*** Text passage ***

This is not a diary you read—it is a personal knowledge database with zero friction. Every thought, every work log, every tracked hour becomes structured, indexed, queryable data.

The plain text files make it feel like a diary. The SQLite index and metadata system make it work like a database. That combination—human-readable storage with machine-queryable structure—turned out to be the killer feature I didn't know I was building.

What I Use It For

Here is what nine years of Kaydet looks like in practice:

Work logging:

kaydet "Shipped analytics batching feature #work commit:a3f89d pr:142 status:done time:4h"
kaydet "Investigated prod timeout issue #work #oncall status:investigating time:1.5h"

Time tracking:

kaydet "Deep work on ETL pipeline #work time:3h focus:high"
kaydet "Code review and planning #work time:1.5h"

Expense tracking:

kaydet "Lunch with team #expenses amount:850 currency:TRY billable:no"
kaydet "Conference ticket #expenses amount:2500 currency:TRY billable:yes"

Personal moments:

kaydet "Morning run, 5K in 28 minutes #fitness time:0.5h distance:5"
kaydet "Read 'Atomic Habits' chapter 3 #reading"
kaydet "Watched Aurora play with her toys for an hour #personal #family"

Then I can query:

# What did I ship last week?
kaydet --search "status:done #work" --since 7d

# How much time did I spend on deep work this month?
kaydet --search "focus:high time:>2" --since 30d

# Total billable expenses this quarter?
kaydet --search "billable:yes #expenses" --since 90d

And Claude can answer even richer questions:

  • "Summarize my work accomplishments from last sprint"
  • "How consistent was my fitness routine this month?"
  • "What personal moments did I capture with Aurora?"

Lessons Learned

A mature plant with ripened fruits and seeds, ready to propagate

1. Plain Text Is a Superpower

Kaydet stores everything in plain .txt files. This means:

  • I can read my diary without Kaydet installed
  • I can version it in Git
  • I can grep it from the command line
  • It will outlive any database format

The SQLite index is just a cache. If it gets corrupted, kaydet --doctor rebuilds it from the text files.

2. Structured Data Beats Clever Parsing

I resisted adding metadata for years. I thought "just use hashtags and natural language."

But the moment I added key:value pairs, everything clicked. Time tracking, expense logging, work status—all became trivial. And crucially, AI can reason about structured data far better than unstructured text.

3. Build for Yourself First

Kaydet has exactly zero users besides me. That is by design.

When you build for yourself:

  • You can iterate fearlessly (no backward compatibility burden)
  • You know exactly what features matter
  • You use it every day (instant feedback loop)
  • You can say "no" to everything that does not serve your workflow

This is how you build tools that last nine years.

4. Constraints Force Creativity

Terminal-only. Plain text. No GUI. These constraints forced me to think carefully about:

  • Syntax design (metadata must feel natural to type)
  • Search UX (queries must be terse but powerful)
  • Integration points (how do other tools access this data?)

The MCP integration happened because Kaydet was plain text and command-line driven. A GUI app would have been harder to integrate.

What is Next?

Kaydet is in active development. Recent additions:

  • Edit/delete commands (v0.29.0)
  • Enhanced MCP tools for AI assistants (v0.31.0)
  • Textual-based TUI browser (experimental)

I am considering:

  • Export to static site: Generate HTML pages from diary entries
  • Reminders based on patterns: "You have not logged fitness in 3 days"
  • Rich text support: Markdown rendering in the TUI
  • Mobile companion: Quick voice-to-text captures that sync to desktop

But honestly? Kaydet already does what I need. It captures my thoughts, it searches them, it feeds them to AI assistants. The core loop is solid.

Try It (Maybe)

Kaydet is open source: github.com/miratcan/kaydet

But fair warning: this is a personal tool built for my workflow. It might not fit yours. And that is okay.

The real lesson is not "use Kaydet"—it is "build your own Kaydet." Find the friction points in your workflow, build tools that eliminate them, iterate for years until they feel like extensions of your brain.

That is what software craftsmanship looks like: small, personal, refined over time.

*** End of Text passage ***
*** The data ***

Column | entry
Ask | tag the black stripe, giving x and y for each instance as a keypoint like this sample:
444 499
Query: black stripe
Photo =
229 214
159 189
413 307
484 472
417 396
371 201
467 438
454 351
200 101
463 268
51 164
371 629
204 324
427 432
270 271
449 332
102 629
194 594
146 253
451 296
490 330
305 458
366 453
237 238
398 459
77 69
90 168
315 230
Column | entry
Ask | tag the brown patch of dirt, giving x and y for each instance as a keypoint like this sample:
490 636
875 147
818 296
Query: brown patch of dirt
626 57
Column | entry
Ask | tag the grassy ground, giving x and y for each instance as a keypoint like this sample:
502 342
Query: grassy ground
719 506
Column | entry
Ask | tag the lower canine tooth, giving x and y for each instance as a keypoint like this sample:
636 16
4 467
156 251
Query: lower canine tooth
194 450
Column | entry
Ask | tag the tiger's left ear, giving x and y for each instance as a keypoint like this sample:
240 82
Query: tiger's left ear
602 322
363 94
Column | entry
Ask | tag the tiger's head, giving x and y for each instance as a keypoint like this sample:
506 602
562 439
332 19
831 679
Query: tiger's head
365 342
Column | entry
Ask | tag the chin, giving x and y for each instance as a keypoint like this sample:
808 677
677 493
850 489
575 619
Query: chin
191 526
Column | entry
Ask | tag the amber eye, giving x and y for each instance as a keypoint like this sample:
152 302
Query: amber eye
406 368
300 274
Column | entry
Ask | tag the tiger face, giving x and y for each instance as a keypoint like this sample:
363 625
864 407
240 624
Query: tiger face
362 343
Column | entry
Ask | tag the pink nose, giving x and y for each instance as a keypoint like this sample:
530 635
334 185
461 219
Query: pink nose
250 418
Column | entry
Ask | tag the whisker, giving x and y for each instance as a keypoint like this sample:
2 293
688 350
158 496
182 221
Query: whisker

*** End of The data ***

What you need to do:
[A] Answer these questions about the Kaydet post, one per line:
(i) What kind of files does Kaydet store everything in?
(ii) In which version were the edit/delete commands added?
(iii) What command rebuilds the SQLite index from the text files?
[B] In the Kaydet post, switch "fearlessly" to "boldly" and write out the passage from "3. Build for" up to and including "backward compatibility burden)".
These records come from a different source than the text.

Solutions to the problems:
[A]
(i) Plain .txt files
(ii) v0.29.0
(iii) kaydet --doctor

[B]
3. Build for Yourself First

Kaydet has exactly zero users besides me. That is by design.

When you build for yourself:

  • You can iterate boldly (no backward compatibility burden)